**Exercise aim:** Check every line of the data for the string "below" and copy the ones that have it.

Data items
______
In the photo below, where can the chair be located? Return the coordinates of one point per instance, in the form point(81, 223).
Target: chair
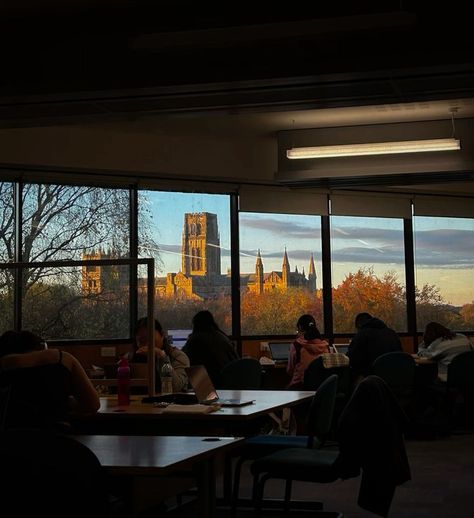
point(397, 369)
point(241, 374)
point(52, 475)
point(370, 439)
point(319, 424)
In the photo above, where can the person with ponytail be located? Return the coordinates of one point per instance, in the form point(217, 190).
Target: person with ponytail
point(308, 345)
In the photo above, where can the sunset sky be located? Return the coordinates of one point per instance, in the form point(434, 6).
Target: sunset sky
point(444, 248)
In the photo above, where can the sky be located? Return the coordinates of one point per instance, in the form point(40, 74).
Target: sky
point(444, 247)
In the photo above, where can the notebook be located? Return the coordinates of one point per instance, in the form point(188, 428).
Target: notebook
point(279, 351)
point(205, 391)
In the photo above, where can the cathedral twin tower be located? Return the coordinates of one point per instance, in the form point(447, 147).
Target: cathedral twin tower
point(201, 256)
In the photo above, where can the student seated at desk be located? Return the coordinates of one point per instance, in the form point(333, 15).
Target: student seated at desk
point(179, 361)
point(45, 384)
point(442, 345)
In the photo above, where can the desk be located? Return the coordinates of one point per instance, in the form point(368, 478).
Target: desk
point(148, 458)
point(146, 419)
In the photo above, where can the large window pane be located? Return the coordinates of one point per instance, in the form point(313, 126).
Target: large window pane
point(7, 248)
point(63, 222)
point(444, 259)
point(368, 271)
point(189, 236)
point(280, 272)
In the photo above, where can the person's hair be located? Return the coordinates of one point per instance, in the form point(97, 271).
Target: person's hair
point(204, 321)
point(361, 319)
point(143, 323)
point(434, 330)
point(15, 342)
point(307, 324)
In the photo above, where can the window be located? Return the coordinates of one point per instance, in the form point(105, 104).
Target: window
point(7, 250)
point(62, 222)
point(444, 259)
point(188, 234)
point(368, 271)
point(280, 272)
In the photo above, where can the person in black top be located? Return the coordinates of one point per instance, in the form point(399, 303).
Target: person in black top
point(373, 338)
point(208, 345)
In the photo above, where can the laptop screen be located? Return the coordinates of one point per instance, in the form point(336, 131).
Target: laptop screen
point(279, 351)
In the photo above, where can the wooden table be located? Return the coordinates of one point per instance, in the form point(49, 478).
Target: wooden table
point(147, 419)
point(147, 461)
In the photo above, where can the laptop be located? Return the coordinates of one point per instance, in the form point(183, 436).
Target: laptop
point(205, 391)
point(279, 351)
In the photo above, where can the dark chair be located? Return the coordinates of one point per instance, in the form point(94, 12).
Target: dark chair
point(316, 373)
point(52, 475)
point(241, 374)
point(370, 434)
point(397, 369)
point(305, 448)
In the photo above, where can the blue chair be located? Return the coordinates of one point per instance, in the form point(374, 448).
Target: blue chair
point(319, 425)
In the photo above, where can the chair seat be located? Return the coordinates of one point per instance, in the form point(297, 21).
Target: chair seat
point(299, 463)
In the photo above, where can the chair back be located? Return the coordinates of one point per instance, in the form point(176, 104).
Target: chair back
point(397, 369)
point(241, 374)
point(316, 373)
point(50, 474)
point(461, 371)
point(321, 412)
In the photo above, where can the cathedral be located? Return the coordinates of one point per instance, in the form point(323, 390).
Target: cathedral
point(200, 276)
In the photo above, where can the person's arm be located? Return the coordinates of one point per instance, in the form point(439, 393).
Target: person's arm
point(179, 361)
point(85, 396)
point(291, 360)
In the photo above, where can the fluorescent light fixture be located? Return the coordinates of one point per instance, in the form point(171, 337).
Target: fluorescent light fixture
point(377, 148)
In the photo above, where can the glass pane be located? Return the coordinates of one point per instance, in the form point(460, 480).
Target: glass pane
point(189, 236)
point(444, 258)
point(75, 222)
point(7, 247)
point(280, 272)
point(368, 271)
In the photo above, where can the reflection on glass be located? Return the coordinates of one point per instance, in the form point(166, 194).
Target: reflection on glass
point(444, 257)
point(368, 271)
point(280, 268)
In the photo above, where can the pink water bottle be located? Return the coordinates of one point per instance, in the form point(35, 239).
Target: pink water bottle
point(123, 382)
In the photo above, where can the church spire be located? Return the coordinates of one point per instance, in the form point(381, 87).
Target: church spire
point(259, 274)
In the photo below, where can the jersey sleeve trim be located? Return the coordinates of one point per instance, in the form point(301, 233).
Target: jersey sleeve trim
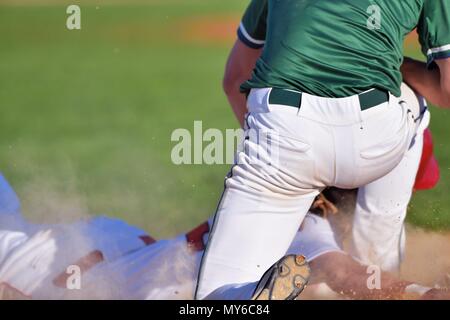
point(438, 53)
point(248, 40)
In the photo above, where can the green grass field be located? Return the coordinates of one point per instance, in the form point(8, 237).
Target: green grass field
point(86, 116)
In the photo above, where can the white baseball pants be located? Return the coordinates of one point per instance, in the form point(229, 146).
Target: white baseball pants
point(289, 155)
point(381, 207)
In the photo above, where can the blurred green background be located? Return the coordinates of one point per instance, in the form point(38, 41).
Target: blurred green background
point(87, 115)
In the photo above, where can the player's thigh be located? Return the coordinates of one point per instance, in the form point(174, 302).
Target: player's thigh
point(394, 190)
point(251, 231)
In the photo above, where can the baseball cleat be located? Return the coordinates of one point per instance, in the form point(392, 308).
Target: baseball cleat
point(285, 280)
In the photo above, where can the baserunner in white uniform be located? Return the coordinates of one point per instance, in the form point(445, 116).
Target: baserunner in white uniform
point(119, 261)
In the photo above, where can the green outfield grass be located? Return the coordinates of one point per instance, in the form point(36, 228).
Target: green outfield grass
point(86, 116)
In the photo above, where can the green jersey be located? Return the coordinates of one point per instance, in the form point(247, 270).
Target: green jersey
point(338, 48)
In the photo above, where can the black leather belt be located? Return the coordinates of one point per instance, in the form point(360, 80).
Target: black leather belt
point(367, 99)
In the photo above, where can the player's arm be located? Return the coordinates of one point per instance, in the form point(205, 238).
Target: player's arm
point(246, 51)
point(239, 67)
point(432, 84)
point(431, 80)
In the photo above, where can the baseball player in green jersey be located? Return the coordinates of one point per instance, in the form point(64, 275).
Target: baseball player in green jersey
point(321, 108)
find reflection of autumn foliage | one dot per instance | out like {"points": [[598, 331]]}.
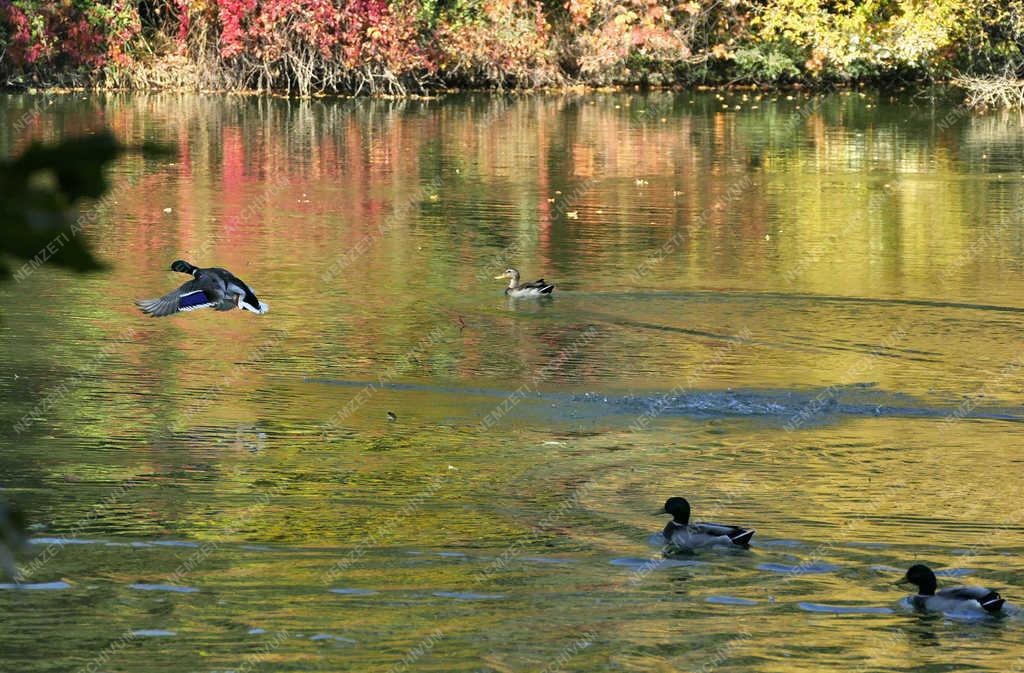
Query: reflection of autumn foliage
{"points": [[400, 46]]}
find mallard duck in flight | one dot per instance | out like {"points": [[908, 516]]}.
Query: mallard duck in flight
{"points": [[518, 290], [682, 535], [210, 288]]}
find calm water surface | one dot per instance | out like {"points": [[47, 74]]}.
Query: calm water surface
{"points": [[802, 312]]}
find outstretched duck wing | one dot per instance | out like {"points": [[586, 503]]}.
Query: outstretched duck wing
{"points": [[190, 296], [735, 534]]}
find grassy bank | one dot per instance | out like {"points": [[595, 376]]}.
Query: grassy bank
{"points": [[306, 47]]}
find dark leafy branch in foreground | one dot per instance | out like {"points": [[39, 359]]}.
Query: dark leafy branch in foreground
{"points": [[41, 192]]}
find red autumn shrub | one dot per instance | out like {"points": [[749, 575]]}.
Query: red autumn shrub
{"points": [[507, 43], [67, 42], [307, 45]]}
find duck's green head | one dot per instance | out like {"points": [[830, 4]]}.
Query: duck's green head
{"points": [[678, 507], [510, 274], [922, 577]]}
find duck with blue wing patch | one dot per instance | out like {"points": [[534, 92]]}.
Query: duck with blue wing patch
{"points": [[210, 288], [953, 599], [681, 535]]}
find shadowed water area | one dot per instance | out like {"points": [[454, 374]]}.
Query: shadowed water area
{"points": [[802, 312]]}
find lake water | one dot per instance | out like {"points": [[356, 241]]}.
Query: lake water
{"points": [[802, 312]]}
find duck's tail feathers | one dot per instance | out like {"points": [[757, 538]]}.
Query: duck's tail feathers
{"points": [[181, 266], [992, 602], [741, 538]]}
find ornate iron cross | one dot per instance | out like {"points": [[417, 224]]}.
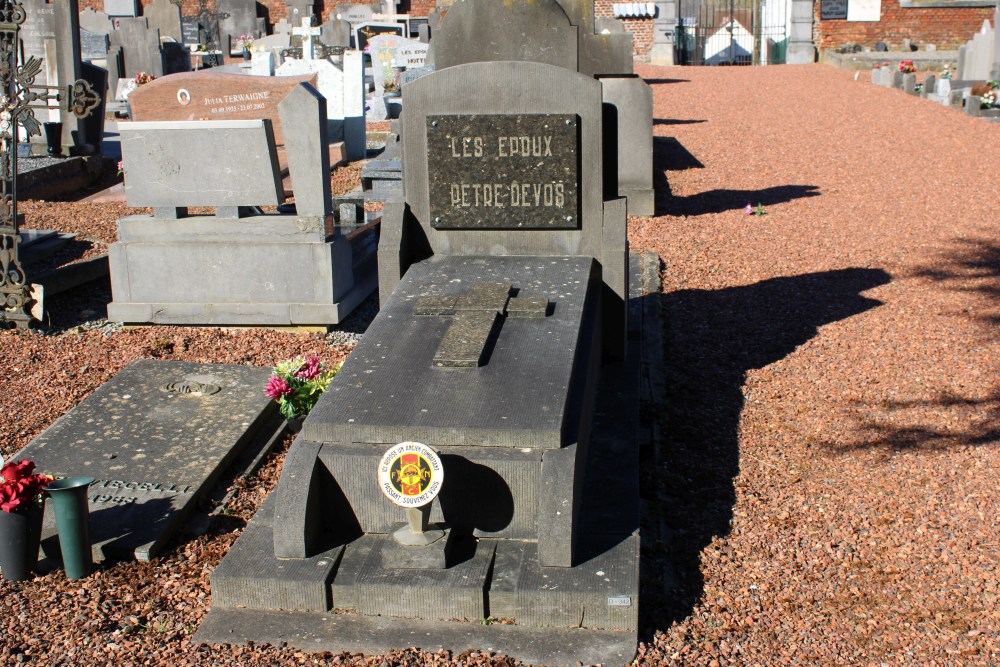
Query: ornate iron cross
{"points": [[476, 314], [20, 97]]}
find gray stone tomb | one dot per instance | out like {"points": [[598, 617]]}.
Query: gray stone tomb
{"points": [[501, 345], [154, 438], [242, 267]]}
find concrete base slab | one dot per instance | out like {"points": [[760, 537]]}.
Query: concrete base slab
{"points": [[373, 635]]}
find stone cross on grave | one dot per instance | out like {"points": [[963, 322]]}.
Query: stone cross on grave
{"points": [[307, 32], [476, 312], [20, 97]]}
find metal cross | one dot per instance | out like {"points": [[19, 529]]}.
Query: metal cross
{"points": [[477, 313], [307, 32], [20, 97]]}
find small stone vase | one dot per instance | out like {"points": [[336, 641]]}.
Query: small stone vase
{"points": [[20, 535]]}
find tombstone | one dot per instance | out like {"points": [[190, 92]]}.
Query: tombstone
{"points": [[51, 33], [95, 21], [236, 17], [135, 435], [134, 48], [487, 487], [298, 10], [121, 8], [343, 89], [252, 269], [336, 32], [364, 33], [165, 16], [214, 96]]}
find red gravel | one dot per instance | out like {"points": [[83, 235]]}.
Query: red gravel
{"points": [[824, 487]]}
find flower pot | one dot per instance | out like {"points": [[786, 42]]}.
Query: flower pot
{"points": [[72, 510], [20, 534], [53, 135]]}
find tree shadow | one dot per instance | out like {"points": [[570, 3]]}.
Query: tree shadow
{"points": [[678, 121], [973, 267], [711, 339]]}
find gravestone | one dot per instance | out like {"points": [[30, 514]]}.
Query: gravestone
{"points": [[364, 33], [165, 16], [154, 438], [343, 88], [51, 33], [134, 49], [336, 32], [121, 7], [236, 17], [95, 21], [242, 255], [502, 290], [212, 96]]}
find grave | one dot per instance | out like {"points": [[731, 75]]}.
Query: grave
{"points": [[477, 454], [561, 34], [239, 266], [154, 438]]}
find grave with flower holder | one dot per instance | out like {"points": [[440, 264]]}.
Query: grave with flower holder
{"points": [[502, 350], [239, 266]]}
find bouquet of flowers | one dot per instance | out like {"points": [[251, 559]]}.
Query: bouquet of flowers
{"points": [[297, 384], [20, 488]]}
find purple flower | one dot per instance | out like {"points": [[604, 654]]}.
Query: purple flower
{"points": [[309, 369], [277, 387]]}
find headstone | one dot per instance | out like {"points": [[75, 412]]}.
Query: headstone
{"points": [[121, 7], [344, 92], [154, 438], [364, 33], [236, 17], [95, 21], [242, 255], [336, 32], [212, 96], [93, 45], [165, 16], [303, 114], [503, 285], [134, 48], [51, 33]]}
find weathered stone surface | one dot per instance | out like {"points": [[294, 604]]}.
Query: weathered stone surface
{"points": [[303, 114], [497, 171], [165, 16], [200, 163], [154, 438], [210, 96]]}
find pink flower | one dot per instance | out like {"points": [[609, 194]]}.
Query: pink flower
{"points": [[277, 387], [309, 369]]}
______
**Reply:**
In the photo below, where can the chair be located? Return the coordinates of one point per instance, in the form point(81, 223).
In the photo below, where can the jersey sleeve trim be located? Return the coordinates of one point per instance, in the form point(301, 233).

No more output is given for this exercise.